Professional Wrestling
  • Probably the most infamous Shocking Swerve in the WWE was the "Higher Power" twist. To summarise: it was 1998, and Corrupt Corporate Executive Vince McMahon had made a Heel Face Turn. His son Shane had seized control of Vince's stable - "The Corporation" - and merged it with the Undertaker's pseudo-satanic stable "The Ministry" to form the super-stable "The Corporate Ministry", which was slowly taking over Vince's company. This forced Vince to make peace with all the people he had pissed off over the last year, most notably his arch-nemesis "Stone Cold" Steve Austin. A couple of months into the feud, the Undertaker began to hint at a "Higher Power" which he secretly served. Eventually, the Undertaker brought the black-cloaked Higher Power to the ring, who revealed himself to be... Vince McMahon!
    • Vince's stated reason for going through with this impossibly-contrived Xanatos Roulette? To piss off Stone Cold Steve Austin. (What really makes it a Shocking Swerve is that, by this time, the Stone Cold vs. Vince McMahon feud had reached the end of its natural lifespan, and fans were hungering for something new. In the same way that the infamous Fingerpoke Of Doom incident in WCW pissed off fans for basically rehashing the stale New World Order plotline, this incident underscored the fact that the WWF was all about Vince McMahon. And it would arguably get worse from that point on.)

=== Work instructions ===
1 - Answer these questions about the professional wrestling excerpt, one per line:
(a) In what year did the "Higher Power" twist take place?
(b) What was the name of the super-stable formed by the merger?
(c) What reason did Vince McMahon give for the twist?
2 - Please quote the part of the professional wrestling excerpt that opens with the words containing "Professional Wrestling" and closes with "be... Vince McMahon!".

=== Listed records ===

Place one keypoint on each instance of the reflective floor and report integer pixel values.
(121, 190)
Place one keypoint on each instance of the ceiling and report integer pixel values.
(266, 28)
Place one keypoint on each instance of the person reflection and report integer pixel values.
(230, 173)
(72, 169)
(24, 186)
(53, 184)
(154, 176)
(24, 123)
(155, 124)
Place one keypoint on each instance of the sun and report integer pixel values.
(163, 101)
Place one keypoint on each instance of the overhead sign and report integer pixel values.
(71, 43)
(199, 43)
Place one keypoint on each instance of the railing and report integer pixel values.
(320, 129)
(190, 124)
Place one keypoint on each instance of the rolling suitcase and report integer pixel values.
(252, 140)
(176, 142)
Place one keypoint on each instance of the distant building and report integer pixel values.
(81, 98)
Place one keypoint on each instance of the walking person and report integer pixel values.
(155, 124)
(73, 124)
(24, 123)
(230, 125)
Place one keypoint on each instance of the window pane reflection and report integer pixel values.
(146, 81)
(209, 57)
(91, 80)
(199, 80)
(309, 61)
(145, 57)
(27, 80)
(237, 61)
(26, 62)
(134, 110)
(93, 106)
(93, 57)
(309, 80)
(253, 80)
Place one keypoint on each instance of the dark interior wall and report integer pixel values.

* * *

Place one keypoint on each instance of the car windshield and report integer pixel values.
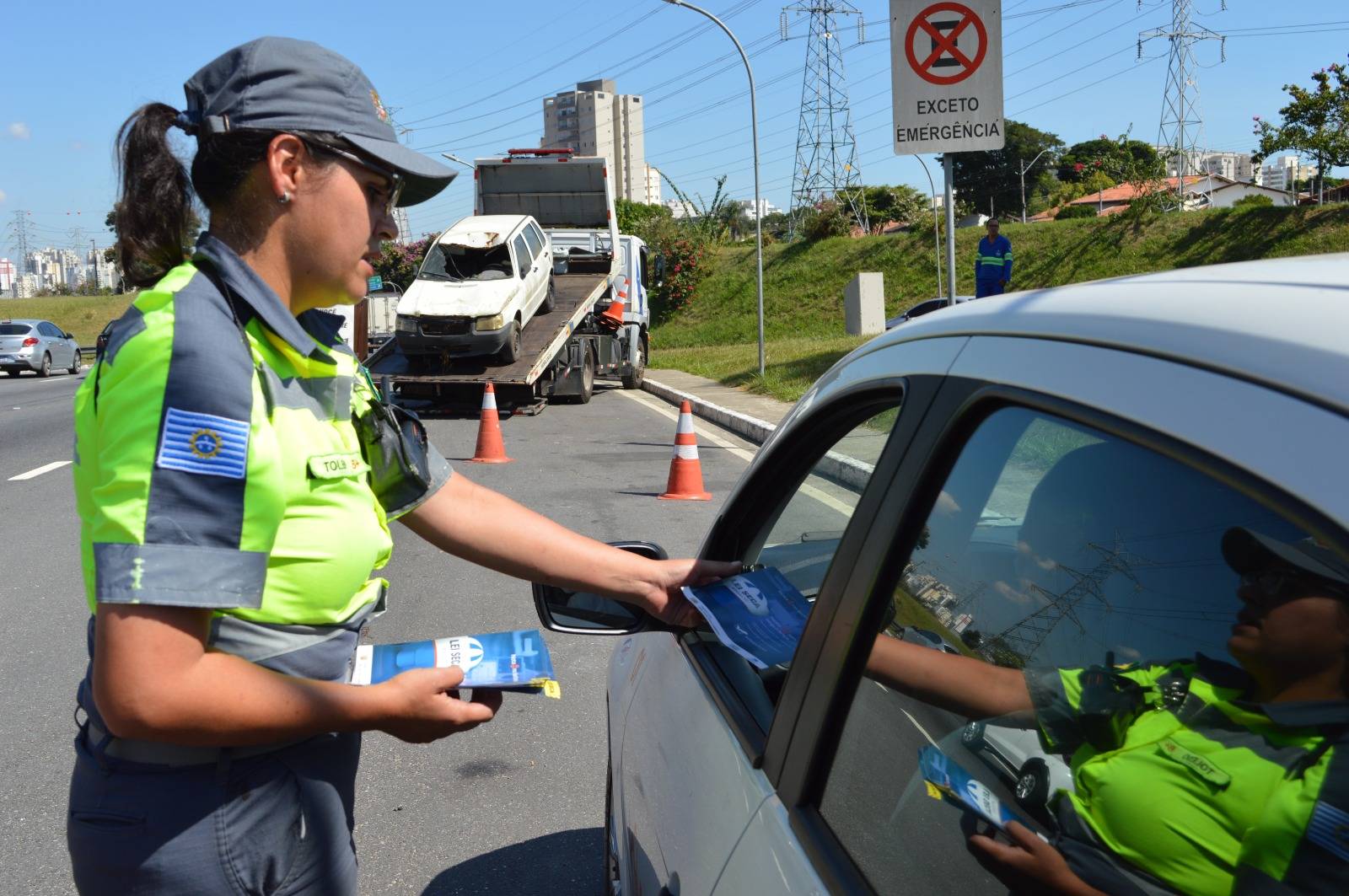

---

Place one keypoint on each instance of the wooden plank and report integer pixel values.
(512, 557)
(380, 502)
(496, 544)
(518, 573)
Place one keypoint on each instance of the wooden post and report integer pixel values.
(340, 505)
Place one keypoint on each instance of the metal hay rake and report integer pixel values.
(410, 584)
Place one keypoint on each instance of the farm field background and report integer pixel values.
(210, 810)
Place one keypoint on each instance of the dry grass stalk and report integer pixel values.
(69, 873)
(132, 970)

=== Results in order ===
1 -
(a) 1998
(b) The Corporate Ministry
(c) To piss off Stone Cold Steve Austin

2 -
Professional Wrestling
  • Probably the most infamous Shocking Swerve in the WWE was the "Higher Power" twist. To summarise: it was 1998, and Corrupt Corporate Executive Vince McMahon had made a Heel Face Turn. His son Shane had seized control of Vince's stable - "The Corporation" - and merged it with the Undertaker's pseudo-satanic stable "The Ministry" to form the super-stable "The Corporate Ministry", which was slowly taking over Vince's company. This forced Vince to make peace with all the people he had pissed off over the last year, most notably his arch-nemesis "Stone Cold" Steve Austin. A couple of months into the feud, the Undertaker began to hint at a "Higher Power" which he secretly served. Eventually, the Undertaker brought the black-cloaked Higher Power to the ring, who revealed himself to be... Vince McMahon!